__AUFGABE A__
Ermittle, in wie vielen Zeilen der Liste die Zeichenfolge „ymin“ vorkommt, wobei Groß- und Kleinschreibung zählt. Nenne nur die Zahl.

__TEXTABSCHNITT__
--------------------------------

Es ist eine ganz seltsame Koinzidenz: Zwei europäische Regionalparlamente
wurden am Sonntag neu gewählt, deren Länder einiges gemeinsam haben: Beide
sind agrarisch geprägt, trotzdem sind beide traditionell rot und in beiden
scheiterte die ansonsten stärker werdende Reaktion. Natürlich hinkt jeder
Vergleich, aber die Vorstellung, daß "Don Camillo und Peppone" auch im
Burgenland spielen könnte, ist nicht so weit hergeholt. Auch Bertoluccis
"Novecento" könnte dort spielen. Sicher, die Hauptstädte Eisenstadt und
Bologna sind sich nicht wirklich ähnlich. Die italienische Metropole ist la
grassa, la rossa, la dotta und Eisenstadt, naja, ist halt ein Kaff mit
15.000 Einwohnern, einem schwarzen Bürgermeister und einer Fachhochschule.
Die Traditionen der roten Emilia sind andere als die des roten Burgenlands
und früher war in der Emilia das auch ein deutlich stärkeres rot -- aber die
früheren kommunistischen und heute sozialdemokratischen Regierungen des
italienischen Agrarlandes und die Dominanz der SPÖ im Burgenland haben
einiges gemeinsam: Sie bauen nicht hauptsächlich auf einem
Industrieproletariat auf, sondern auf dem Widerstand der Landarbeiter gegen
die Großgrundbesitzer. Natürlich hat sich hüben wie drüben viel verändert,
aber in der Emilia gibt es immer noch genug Padrones und das halbe
Burgenland gehört immer noch dem Adel. Und hüben wie drüben sind auch noch
die Erinnerungen an die Verbrechen der Faschisten sehr wach.

--------------------------------

__BEREITGESTELLTE DATEN__
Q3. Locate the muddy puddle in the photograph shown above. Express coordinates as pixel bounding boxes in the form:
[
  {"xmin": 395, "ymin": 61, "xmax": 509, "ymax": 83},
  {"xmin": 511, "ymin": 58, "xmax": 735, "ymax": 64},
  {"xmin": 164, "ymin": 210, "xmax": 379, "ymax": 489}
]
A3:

--------------------------------

__AUFGABE B__
Wie viele Einwohner hat Eisenstadt laut dem Text über die Wahlen im Burgenland und in der Emilia?

__RICHTIGE ANTWORT A__
3

__RICHTIGE ANTWORT B__
15.000 Einwohner.